● Text excerpt:
+===+

The Presidency of Jaime Lusinchi or the Lusinchi Presidency or the Lusinchi Administration refers to Jaime Lusinchi’s tenure as the President of Venezuela which lasted from 2 February 1984 to 2 February 1989 as a member of the Partido Acción Democrática.

==Background==
The adecos chose Jaime Lusinchi and Caldera once more stood up for his party COPEI. The divided socialists offered Teodoro Petkoff and José Vicente Rangel. Petkoff had broken with the Communist Party and, with the veteran leader Pompeyo Márquez, had founded in 1971 the Movement for Socialism (MAS in Spanish), which was more or less inspired by the Prague Spring, when Czech communists tried to liberalize their country in 1968. MAS was still Marxist but edging to left of center. Rangel was the son of a general during the Gómez autocracy, but he entered politics in 1958 as a moderate leftist. Rangel denounced the abuses of the adeco governments of Betancourt and Leoni—he accused them of allowing the secret police and the army to torture detainees—and he was the MAS presidential candidate in 1973 and 1978, both times doing badly. Teodoro was particularly disliked by adeco pardos. Teodoro was always trying to displace Rangel as his party's choice and finally, in 1983, the two men had a chance to test each other's popularity.

Much of the campaign was taken up by an "underground" debate about Lusinchi's mistress, Blanca Ibañez, and adecos insisted that his legal wife had simply "to bite the bullet". When the results were in, bipolarity worked and the adecos proved that they still had the pardos on their side by garnering 56% of the vote, the highest margin ever in a Venezuelan election. Caldera was down, but, as we shall see, definitely not out. But there were two novelties in the results: although Petkoff got more votes than Rangel, together they got 7% of the vote, which the left had never before achieved, although it is questionable whether Teodoro at that point was in any way the radical he had been before. Another result was that abstentions were 12% and this was significant because, as we saw, voting was compulsory in Venezuela and by and large Venezuelans had been very dutiful in this respect, and now they showed that not voting was catching on.

+===+

● Records from a dataset:
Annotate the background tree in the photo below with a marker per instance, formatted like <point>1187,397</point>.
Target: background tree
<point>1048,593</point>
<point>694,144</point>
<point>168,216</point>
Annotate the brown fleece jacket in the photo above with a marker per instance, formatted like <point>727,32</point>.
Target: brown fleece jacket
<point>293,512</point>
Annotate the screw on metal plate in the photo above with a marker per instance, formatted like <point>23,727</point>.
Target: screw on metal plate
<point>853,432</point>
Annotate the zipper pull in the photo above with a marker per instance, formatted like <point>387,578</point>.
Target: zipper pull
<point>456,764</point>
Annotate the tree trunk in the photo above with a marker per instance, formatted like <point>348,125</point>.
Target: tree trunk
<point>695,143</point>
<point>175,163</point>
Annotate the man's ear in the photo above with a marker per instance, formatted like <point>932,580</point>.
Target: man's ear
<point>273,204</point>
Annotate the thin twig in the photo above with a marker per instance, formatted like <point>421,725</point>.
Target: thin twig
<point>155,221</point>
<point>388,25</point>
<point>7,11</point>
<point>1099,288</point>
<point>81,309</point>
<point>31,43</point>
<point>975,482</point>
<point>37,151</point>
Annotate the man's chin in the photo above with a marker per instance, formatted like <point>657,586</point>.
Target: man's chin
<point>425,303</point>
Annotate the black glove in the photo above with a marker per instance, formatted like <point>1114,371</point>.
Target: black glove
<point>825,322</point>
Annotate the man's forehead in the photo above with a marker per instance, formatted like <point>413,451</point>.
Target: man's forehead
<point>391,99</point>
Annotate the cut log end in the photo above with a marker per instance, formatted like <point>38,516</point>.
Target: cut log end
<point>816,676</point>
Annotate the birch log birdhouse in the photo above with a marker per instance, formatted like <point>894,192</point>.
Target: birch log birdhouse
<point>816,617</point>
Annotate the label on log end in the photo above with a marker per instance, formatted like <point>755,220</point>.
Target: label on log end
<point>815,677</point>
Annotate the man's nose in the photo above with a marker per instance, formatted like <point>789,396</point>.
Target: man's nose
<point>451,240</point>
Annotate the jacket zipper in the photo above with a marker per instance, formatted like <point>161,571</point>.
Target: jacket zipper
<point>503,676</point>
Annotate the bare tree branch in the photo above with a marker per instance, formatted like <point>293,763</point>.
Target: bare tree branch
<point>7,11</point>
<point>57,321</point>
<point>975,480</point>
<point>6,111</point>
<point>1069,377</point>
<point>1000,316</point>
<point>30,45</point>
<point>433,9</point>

+===+

● Exercise requirements:
Translate this sentence from the text on the Lusinchi presidency into Spanish: "Rangel was the son of a general during the Gómez autocracy, but he entered politics in 1958 as a moderate leftist."

● Answer area:
Rangel era hijo de un general de la época de la autocracia de Gómez, pero entró en la política en 1958 como izquierdista moderado.